## WHAT THE EXERCISE ASKS
Beginning at the line that contains "x=1146, y=231", write out every line down to the end of the records, with both ends kept and nothing added.

*** Opening EXERCISE MATERIALS ***

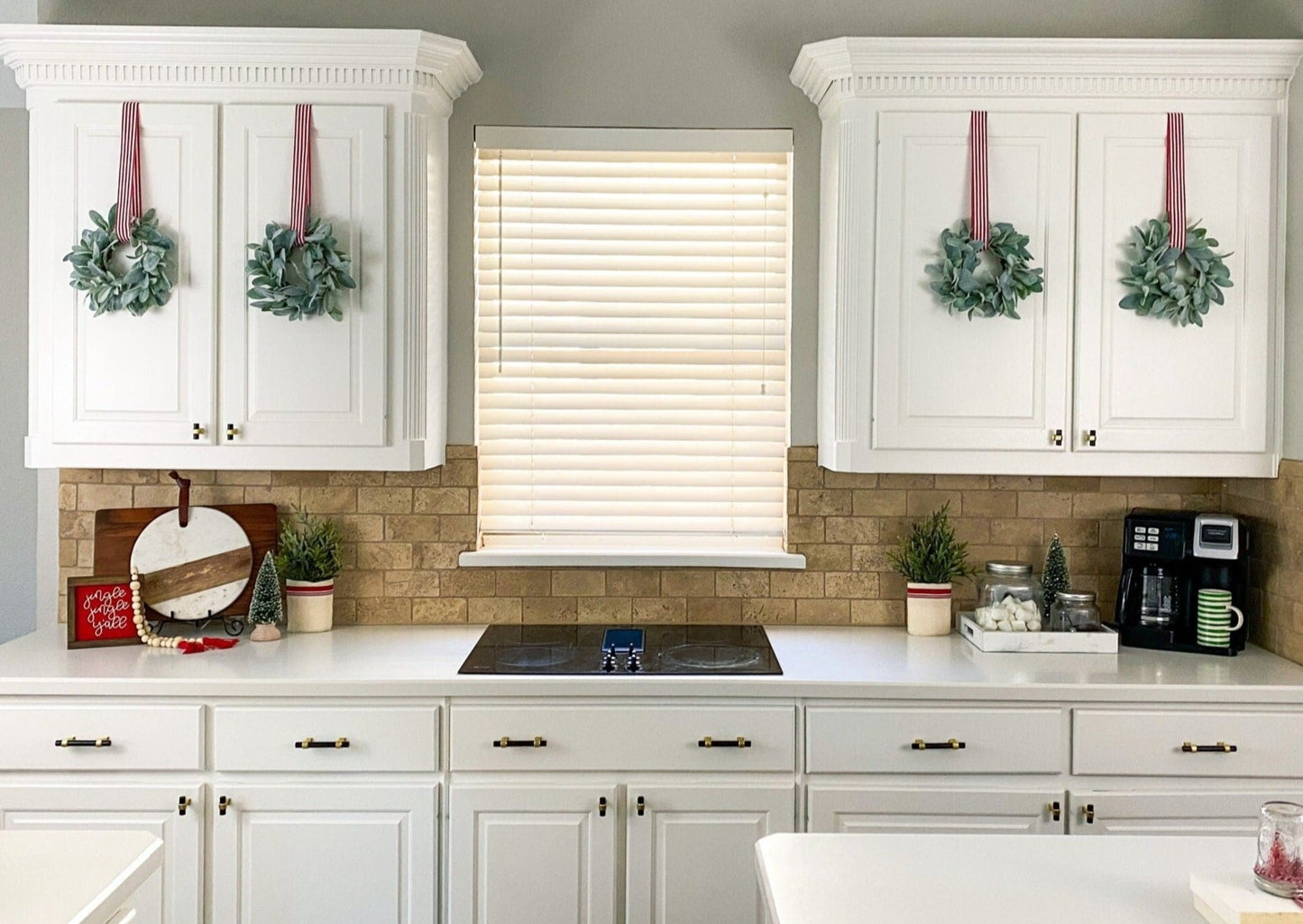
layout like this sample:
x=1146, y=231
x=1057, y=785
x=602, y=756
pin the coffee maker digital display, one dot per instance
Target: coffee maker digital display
x=1166, y=558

*** Closing EXERCISE MATERIALS ***

## ANSWER TO THE PROBLEM
x=1146, y=231
x=1057, y=785
x=602, y=756
pin the coffee maker digital display, one dot per instance
Target: coffee maker digital display
x=1166, y=558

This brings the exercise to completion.